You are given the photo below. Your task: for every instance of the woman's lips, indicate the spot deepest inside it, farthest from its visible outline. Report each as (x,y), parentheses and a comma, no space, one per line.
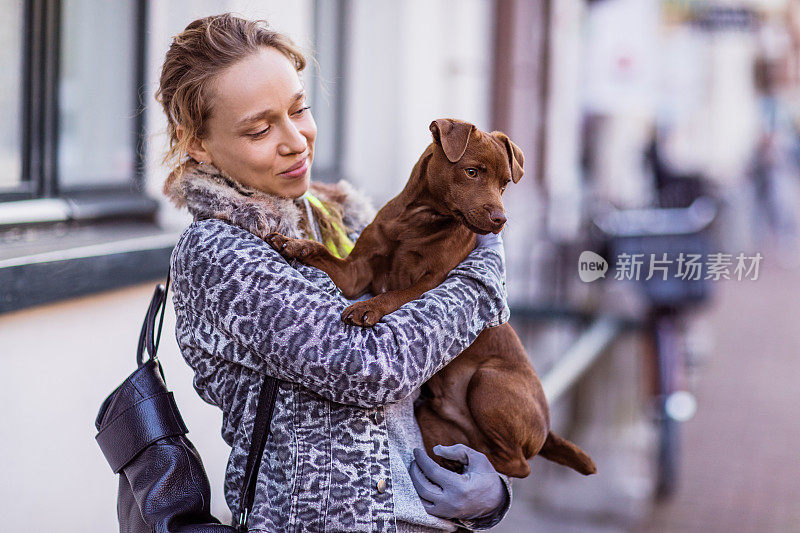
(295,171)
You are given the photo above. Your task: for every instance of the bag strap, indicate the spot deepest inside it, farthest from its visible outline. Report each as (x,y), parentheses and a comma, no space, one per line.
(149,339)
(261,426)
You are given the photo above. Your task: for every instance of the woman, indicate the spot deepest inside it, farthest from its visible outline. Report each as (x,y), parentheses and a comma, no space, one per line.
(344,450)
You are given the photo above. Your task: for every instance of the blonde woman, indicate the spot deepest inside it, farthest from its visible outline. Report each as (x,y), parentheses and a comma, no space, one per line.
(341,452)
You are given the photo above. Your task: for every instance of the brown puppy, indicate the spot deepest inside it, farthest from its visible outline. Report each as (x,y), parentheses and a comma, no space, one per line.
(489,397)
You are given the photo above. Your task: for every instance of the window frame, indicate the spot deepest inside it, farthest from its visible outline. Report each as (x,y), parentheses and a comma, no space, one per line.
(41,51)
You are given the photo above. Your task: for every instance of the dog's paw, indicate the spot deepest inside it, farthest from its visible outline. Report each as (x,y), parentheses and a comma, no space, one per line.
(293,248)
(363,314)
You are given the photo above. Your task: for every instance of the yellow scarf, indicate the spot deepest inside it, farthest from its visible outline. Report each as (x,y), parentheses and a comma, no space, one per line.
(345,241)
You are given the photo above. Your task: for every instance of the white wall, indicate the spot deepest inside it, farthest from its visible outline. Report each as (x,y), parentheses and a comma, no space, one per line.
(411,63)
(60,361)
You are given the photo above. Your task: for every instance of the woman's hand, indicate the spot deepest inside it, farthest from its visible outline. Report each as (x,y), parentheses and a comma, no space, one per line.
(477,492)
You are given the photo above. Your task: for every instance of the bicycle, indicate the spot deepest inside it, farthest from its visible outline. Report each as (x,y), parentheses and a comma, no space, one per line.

━━━━━━━━

**SET PROBLEM**
Extract the stretch of the listing from the line containing "the woman, indicate" through the end of the listing, reproducing each line word for word.

**ANSWER IN FULL**
You are given the photo above. Your task: for every instance of the woman, indicate the spot deepest inside it, farthest from its visible outline. Report each as (x,y), parentheses and a comma, no space, one per line.
(344,450)
You are given the photo above. Your task: for every instance of the blonde woman, indicate the spot deepest inside it, farthest from its visible outline. Report each as (x,y), parentheses and a comma, no space, one per line.
(341,452)
You are given the photo above. Your task: for every instance of the brown puppy, indicate the spot deepest inside it, farthest from its visible outline. Report each as (x,y), parentheses and a comma, no space, one per line.
(489,397)
You are given the photo above. Your task: for every instance of the window frame, indicate the spot deepest inside it, farthest from its visible outline. Report each as (x,y), parentheses and a comma, no space, one per line.
(41,51)
You are given the photo above. Your task: for every instance of the dog's paw, indicate the spot deepest inside it, farthest from its visible outline. Report each as (x,y), parentheses and a comma, no space, one per line.
(293,248)
(363,314)
You are given the photo above. Your task: for every instance of the yellow scarf, indicate the spot deepest inside it, farthest from its visible outline. Report each as (x,y), parentheses and a comma, no space, one per line.
(345,241)
You are given the photo above. Your task: for every instance of the white wall, indicate the spot deepest inside it, farthest from its visible outline. Report each as (x,y), parentheses and a comma, no space, one per line.
(411,63)
(60,361)
You are given the photo above. Your task: for every instance of the woman's hand, indicate the spot deepest inside it, farthest from its visible outline. Report each as (x,y), parentheses and a comma, no space, one per line.
(477,492)
You are given the photo above. Your task: for every instance of the bicycle, indicate the spot deepest inside it, farthest from its visible outline. Report each as (x,y), parentheses and a comma, no space, one per line.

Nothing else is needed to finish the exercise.